*** TEXT BLOCK Section Begins ***

# im getting worse



## Mattnmike (Jan 16, 2008)

hey all
lately my dp has been getting worse, it just wont go away. i have been feeling really drugged up and spaced out, i feel like i dont know what i am doing. its freaking me out. everything is looking strange, like cars, peoples faces, the best way for me to describe them is as if they are alien looking.
i am so terrified of something happening to me, like i am going mad or i have a brain tumor and i am going bto die! i feel like this is not dp and its something else, cause everyday it feels different from the day before. can anyone relate to this?
thanx for reading

matt


----------



## markg990 (Apr 19, 2008)

hey
lately i can completely relate to this
dpd hit me about 3 and a half monthes ago and it is terrible
i too have a constant fear of the fact that im going insane or i have some much more seriously wrong,
and all though it is terrible, i have actually read that one of the main syptoms of dpd is the fact that you think your going insane,
or something is seriously wrong on a physical level. I know, and i completely think so too, it would be so much easier to realize
that is was some physical thing, get it fixed, and then be normal again, but sadly its not like that :/
i am in no way getting past my dpd yet really, but one thing that has sometimes helped me get a little distracted from it,
cause as you have probably noticed, its really hard to not constantly be thinking about it, something someone told me and something ive read
is....do not let your thoughts get to you. have you noticed you just keep anylizing and anylizing untill you lead yourself to some horrible new conclusion or realization? its cause you start anylizing too much, so anytime you catch yourself, i think, in my opinion, dont all of a sudden completely ignore the thought,
but just like realize that you are only thinking like this because of your mindset, and these like exadurated unreal thoughts are what end up ultimately causing your suffering.

i have a question for you... you have noticed youe depersonalization goes through like different feels, some last a day, some last a few...but its ALWAYS changing?

*** TEXT BLOCK Section Ends ***

§ **TASK**
Continue the forum thread about worsening depersonalization from the point where it stops.

*** DATA PROVIDED Section Begins ***

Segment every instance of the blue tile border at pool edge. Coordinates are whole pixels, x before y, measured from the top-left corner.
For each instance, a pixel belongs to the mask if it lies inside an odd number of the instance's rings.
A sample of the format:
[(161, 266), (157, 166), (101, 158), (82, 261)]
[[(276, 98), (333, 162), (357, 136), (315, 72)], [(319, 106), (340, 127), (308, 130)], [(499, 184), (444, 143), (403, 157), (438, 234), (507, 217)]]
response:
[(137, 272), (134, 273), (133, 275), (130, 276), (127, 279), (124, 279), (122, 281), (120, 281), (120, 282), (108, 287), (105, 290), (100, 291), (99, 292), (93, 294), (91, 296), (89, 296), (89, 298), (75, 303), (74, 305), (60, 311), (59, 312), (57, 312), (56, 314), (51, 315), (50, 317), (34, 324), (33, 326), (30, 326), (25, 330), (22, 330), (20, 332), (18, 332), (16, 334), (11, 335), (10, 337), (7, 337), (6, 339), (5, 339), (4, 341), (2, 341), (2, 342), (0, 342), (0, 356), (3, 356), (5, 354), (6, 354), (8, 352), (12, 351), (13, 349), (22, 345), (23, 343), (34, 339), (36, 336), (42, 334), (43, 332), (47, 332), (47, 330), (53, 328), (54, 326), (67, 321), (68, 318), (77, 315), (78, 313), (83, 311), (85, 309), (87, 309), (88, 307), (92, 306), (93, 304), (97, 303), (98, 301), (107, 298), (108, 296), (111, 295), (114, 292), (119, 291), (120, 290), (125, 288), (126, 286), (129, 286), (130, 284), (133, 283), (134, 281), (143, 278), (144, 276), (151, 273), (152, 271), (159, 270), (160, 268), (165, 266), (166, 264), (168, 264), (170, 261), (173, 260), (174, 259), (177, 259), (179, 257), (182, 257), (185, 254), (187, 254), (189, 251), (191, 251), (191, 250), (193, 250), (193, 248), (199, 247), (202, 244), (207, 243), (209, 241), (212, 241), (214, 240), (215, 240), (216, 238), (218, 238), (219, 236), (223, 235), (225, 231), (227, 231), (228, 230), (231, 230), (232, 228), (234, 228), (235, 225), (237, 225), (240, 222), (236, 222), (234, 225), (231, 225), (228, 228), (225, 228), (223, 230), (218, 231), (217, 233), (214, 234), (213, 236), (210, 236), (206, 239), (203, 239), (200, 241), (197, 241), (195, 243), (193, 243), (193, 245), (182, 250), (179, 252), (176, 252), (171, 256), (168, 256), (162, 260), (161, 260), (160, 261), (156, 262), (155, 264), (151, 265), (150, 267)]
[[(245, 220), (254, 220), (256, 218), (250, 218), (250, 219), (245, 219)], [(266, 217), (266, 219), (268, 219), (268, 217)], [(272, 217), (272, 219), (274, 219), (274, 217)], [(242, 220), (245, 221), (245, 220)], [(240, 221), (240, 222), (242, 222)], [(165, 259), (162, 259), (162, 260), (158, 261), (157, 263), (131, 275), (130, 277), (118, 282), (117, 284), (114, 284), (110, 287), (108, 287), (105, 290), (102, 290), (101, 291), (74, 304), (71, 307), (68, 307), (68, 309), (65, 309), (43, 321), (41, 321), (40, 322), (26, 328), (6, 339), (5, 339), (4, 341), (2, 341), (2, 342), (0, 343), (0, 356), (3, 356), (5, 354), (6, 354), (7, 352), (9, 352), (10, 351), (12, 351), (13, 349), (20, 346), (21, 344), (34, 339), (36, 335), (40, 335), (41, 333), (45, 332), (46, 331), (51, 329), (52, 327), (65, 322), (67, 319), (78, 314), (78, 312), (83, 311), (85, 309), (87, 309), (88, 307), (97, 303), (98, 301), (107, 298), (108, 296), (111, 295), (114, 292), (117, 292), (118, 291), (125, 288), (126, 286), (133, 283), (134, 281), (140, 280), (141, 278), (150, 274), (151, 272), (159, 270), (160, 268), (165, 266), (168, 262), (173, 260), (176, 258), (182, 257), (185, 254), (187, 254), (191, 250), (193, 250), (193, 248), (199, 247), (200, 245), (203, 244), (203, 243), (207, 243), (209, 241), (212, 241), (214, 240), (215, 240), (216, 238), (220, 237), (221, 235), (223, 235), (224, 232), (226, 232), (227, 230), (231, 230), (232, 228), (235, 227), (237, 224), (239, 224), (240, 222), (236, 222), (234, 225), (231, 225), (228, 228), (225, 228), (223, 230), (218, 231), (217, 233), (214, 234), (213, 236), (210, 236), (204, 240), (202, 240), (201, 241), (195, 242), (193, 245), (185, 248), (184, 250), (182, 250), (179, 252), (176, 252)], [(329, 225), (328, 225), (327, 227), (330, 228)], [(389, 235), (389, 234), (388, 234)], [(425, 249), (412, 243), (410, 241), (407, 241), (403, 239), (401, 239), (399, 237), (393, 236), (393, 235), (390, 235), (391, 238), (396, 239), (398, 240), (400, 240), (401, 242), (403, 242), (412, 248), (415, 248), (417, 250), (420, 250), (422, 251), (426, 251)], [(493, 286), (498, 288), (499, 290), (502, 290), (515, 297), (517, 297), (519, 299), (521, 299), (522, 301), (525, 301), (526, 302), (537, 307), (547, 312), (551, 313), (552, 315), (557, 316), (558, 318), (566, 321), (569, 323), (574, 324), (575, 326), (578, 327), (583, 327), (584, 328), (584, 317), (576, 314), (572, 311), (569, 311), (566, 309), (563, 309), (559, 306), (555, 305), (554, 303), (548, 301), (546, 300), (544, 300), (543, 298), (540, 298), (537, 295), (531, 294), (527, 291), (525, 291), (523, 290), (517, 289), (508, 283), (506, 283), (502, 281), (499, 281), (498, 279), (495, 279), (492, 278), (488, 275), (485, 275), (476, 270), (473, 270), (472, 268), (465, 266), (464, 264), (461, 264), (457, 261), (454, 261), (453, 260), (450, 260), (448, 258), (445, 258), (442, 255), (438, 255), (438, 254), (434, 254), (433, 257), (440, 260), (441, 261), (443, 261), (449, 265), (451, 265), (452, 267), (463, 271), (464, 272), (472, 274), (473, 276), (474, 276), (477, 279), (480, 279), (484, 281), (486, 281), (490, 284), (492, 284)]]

*** DATA PROVIDED Section Ends ***

§ **SOLVED EXERCISE**
----------



## xplaydead (Apr 3, 2008)

I'm very sorry to hear you are feeling like this...but I can say that I am feeling the same way...

if you have AIM...we could talk...if you want to that is..


----------



## SpanishMoon (Apr 21, 2008)

Mattnmike said:


> hey all
> lately my dp has been getting worse, it just wont go away. i have been feeling really drugged up and spaced out, i feel like i dont know what i am doing. its freaking me out. everything is looking strange, like cars, peoples faces, the best way for me to describe them is as if they are alien looking.
> i am so terrified of something happening to me, like i am going mad or i have a brain tumor and i am going bto die! i feel like this is not dp and its something else, cause everyday it feels different from the day before. can anyone relate to this?
> thanx for reading
> ...


Me too!! I?m very very terrified, because i?m thinking if my DP will become in something like schizophrenia...My DP is getting worse and worse day by day...And some nights i have disorders of thought, incoherent....
I don?t know what to do...and the doctors don?t have any idea of what is happening to me


----------



## Surfingisfun001 (Sep 25, 2007)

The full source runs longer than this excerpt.